● Source
◇ ◇ ◇ ◇

The crowds at Cape Town International Airport surrounded Ebrahim Rasool and his wife Rosieda as they emerged in the arrivals terminal in their hometown, and they needed a police escort to help them navigate their way through the building.

“A declaration of persona non grata is meant to humiliate you,” Rasool told the supporters as he addressed them with a megaphone. “But when you return to crowds like this, and with warmth… like this, then I will wear my persona non grata as a badge of dignity.”

“It was not our choice to come home, but we come home with no regrets.”

Rasool also said it was important for South Africa to fix its relationship with the US after President Donald Trump punished the country and accused it of taking an anti-American stance even before the decision to expel Rasool.

The US president issued an executive order last month cutting all funding to South Africa, alleging its government is supporting the Palestinian group Hamas and Iran, and pursuing anti-white policies at home.

◇ ◇ ◇ ◇

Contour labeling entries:
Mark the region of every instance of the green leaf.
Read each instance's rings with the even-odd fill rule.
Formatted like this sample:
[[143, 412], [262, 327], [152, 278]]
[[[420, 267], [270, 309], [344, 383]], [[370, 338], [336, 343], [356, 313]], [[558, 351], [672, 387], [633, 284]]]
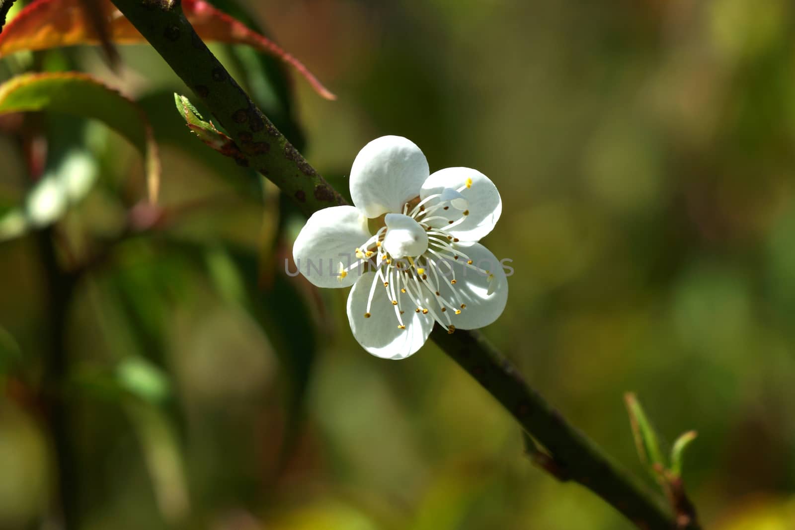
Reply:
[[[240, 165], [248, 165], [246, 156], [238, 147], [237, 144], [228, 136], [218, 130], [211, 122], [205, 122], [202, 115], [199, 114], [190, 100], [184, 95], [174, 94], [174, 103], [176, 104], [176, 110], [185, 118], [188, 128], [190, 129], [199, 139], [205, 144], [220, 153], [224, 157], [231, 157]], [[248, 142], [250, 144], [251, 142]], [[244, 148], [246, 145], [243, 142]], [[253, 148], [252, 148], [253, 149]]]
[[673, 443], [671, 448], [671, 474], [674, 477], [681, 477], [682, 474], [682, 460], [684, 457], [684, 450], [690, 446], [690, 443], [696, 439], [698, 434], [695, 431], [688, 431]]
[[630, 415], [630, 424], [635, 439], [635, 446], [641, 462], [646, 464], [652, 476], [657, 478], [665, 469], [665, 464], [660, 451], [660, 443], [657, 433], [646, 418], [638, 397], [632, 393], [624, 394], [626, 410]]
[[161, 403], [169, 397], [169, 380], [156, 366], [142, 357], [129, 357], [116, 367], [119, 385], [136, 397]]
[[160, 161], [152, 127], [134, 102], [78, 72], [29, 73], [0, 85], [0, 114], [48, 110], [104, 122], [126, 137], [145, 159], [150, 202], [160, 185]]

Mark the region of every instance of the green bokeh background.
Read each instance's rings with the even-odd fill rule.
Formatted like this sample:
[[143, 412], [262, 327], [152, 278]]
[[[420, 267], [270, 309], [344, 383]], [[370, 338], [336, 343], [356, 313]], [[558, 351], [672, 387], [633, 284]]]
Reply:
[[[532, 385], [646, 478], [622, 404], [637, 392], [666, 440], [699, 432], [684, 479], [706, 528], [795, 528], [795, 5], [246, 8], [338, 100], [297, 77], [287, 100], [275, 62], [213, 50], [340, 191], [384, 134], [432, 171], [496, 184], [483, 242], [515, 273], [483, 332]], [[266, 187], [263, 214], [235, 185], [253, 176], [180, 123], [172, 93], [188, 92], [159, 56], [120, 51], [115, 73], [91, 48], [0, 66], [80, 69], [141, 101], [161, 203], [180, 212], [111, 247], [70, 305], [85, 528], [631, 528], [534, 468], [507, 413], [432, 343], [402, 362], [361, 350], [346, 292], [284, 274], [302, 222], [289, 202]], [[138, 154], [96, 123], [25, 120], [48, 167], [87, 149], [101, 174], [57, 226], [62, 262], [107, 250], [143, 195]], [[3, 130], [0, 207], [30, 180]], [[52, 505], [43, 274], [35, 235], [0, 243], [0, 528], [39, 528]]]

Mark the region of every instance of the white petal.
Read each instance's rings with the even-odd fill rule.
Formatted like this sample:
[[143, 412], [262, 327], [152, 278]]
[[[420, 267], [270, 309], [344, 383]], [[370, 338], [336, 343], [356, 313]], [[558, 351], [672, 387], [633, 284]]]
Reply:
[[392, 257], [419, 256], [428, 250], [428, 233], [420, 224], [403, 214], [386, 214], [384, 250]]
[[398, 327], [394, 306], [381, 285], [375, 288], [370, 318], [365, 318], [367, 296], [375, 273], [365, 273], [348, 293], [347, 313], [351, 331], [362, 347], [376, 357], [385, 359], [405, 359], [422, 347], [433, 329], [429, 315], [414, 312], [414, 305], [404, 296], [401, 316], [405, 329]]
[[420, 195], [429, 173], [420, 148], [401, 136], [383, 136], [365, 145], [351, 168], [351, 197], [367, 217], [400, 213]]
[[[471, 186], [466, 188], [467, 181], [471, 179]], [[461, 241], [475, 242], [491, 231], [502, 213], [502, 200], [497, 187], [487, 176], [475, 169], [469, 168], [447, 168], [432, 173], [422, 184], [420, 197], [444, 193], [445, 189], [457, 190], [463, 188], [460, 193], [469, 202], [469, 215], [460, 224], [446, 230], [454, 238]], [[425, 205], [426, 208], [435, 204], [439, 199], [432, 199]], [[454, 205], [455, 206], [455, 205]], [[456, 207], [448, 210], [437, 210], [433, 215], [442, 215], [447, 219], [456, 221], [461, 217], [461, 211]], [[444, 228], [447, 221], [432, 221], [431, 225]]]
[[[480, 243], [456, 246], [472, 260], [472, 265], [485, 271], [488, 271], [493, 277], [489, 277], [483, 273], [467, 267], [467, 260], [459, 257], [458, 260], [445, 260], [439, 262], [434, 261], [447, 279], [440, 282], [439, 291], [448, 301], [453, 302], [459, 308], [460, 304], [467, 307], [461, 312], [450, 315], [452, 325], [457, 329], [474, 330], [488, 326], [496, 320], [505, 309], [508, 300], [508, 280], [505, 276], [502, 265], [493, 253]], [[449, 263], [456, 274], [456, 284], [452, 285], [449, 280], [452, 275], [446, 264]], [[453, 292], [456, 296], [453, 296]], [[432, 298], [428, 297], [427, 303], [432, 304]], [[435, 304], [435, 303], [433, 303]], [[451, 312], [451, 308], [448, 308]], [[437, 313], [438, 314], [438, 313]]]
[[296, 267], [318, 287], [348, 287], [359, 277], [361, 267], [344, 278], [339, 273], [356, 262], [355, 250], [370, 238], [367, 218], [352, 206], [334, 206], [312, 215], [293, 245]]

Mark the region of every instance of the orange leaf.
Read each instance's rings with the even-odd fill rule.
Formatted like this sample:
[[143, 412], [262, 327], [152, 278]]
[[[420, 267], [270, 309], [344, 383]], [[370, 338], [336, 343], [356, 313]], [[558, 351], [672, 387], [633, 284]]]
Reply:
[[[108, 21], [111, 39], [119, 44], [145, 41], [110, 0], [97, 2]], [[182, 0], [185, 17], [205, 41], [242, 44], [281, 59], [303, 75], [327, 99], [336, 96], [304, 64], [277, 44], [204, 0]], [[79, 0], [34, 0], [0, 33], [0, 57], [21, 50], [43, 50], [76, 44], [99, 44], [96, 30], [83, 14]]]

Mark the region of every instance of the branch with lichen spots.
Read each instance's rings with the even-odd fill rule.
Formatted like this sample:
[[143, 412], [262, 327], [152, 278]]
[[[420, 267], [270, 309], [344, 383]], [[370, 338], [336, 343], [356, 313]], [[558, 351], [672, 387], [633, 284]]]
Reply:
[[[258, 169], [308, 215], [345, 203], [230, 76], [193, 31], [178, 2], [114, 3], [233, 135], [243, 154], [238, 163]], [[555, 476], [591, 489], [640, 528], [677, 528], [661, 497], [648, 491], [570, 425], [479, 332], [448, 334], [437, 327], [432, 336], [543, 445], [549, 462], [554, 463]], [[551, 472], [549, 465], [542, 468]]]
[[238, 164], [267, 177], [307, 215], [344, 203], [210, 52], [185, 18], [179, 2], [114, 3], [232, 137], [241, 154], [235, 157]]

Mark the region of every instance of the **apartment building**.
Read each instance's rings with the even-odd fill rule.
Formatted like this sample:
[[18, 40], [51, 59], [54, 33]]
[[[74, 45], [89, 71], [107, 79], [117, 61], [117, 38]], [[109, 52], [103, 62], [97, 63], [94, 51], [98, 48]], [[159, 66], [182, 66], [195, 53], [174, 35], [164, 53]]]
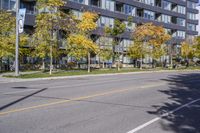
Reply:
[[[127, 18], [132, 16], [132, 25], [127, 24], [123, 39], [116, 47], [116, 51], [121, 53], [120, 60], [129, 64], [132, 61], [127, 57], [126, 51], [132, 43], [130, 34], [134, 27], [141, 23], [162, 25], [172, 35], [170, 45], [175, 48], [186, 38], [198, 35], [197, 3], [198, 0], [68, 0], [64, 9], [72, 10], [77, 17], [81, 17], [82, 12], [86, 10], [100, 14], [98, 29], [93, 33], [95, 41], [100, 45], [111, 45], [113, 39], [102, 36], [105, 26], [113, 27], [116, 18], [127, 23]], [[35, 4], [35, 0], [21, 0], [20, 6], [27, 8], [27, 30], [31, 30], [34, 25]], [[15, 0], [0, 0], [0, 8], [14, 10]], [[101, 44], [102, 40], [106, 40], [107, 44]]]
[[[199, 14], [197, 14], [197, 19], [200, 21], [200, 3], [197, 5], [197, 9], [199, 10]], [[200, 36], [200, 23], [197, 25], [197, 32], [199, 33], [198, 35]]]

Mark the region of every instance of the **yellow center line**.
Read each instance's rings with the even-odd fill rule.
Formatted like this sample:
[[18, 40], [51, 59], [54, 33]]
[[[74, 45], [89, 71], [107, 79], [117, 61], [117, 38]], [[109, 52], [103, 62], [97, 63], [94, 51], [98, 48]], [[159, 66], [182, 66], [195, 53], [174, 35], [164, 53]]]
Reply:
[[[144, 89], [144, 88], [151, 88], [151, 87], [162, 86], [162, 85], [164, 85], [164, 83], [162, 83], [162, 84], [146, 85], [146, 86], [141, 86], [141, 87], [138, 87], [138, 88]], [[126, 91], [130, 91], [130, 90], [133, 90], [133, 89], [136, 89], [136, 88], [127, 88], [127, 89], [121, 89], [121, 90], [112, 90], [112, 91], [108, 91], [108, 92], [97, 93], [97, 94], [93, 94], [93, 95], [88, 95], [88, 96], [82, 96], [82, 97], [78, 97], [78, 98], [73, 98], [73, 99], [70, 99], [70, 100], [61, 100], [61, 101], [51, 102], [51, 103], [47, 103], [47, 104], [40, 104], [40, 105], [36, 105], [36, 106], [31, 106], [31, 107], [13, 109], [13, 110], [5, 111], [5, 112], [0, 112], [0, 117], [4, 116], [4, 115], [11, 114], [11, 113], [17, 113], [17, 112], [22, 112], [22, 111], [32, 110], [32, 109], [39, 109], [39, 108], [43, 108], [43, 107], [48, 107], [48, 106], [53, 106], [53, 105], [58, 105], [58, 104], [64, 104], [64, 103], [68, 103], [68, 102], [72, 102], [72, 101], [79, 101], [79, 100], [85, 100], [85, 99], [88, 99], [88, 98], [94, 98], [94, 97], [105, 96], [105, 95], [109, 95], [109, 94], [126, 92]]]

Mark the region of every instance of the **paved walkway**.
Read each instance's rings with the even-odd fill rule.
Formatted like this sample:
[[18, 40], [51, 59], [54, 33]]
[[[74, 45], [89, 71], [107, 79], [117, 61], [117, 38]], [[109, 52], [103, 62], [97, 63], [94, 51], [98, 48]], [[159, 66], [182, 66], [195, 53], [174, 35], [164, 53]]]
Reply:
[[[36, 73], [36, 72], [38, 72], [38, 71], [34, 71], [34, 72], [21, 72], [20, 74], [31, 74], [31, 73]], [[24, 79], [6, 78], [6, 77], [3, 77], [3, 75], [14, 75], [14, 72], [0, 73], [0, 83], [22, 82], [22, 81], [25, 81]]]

◇ ◇ ◇ ◇

● To be done
[A] Name every person mentioned in the article about Ebrahim Rasool's return to Cape Town.
[B] Extend the article about Ebrahim Rasool's return to Cape Town with a few more paragraphs that follow on from its last sentence.

● Results for each task
[A] Ebrahim Rasool, his wife Rosieda, and Donald Trump.

[B]
“We don’t come here to say we are anti-American,” Rasool said to the crowd. “We are not here to call on you to throw away our interests with the United States.”

Rasool stands by the comments cited by Rubio

They were the ex-ambassador’s first public comments since the Trump administration declared him persona non grata over a week ago, removed his diplomatic immunities and privileges, and gave him until this Friday to leave the US.

It is highly unusual for the US to expel a foreign ambassador.

Rasool was declared persona non grata by US Secretary of State Marco Rubio in a post on X on March 14. Rubio said Rasool was a “race-baiting politician” who hates the US and Trump.

Rubio’s post linked to a story by the conservative Breitbart news site that reported on a talk Rasool gave on a webinar organized by a South African think tank. In his talk, Rasool spoke in academic language of the Trump administration’s crackdowns on diversity and equity programs and immigration and mentioned the possibility of a US where white people soon would no longer be in the majority.

“The supremacist assault on incumbency, we see it in the domestic politics of the USA, the MAGA movement, the Make America Great Again movement, as a response not simply to a supremacist instinct, but to very clear data that shows great demographic shifts in the USA in which the voting electorate in the USA is projected to become 48% white,” Rasool said in the talk.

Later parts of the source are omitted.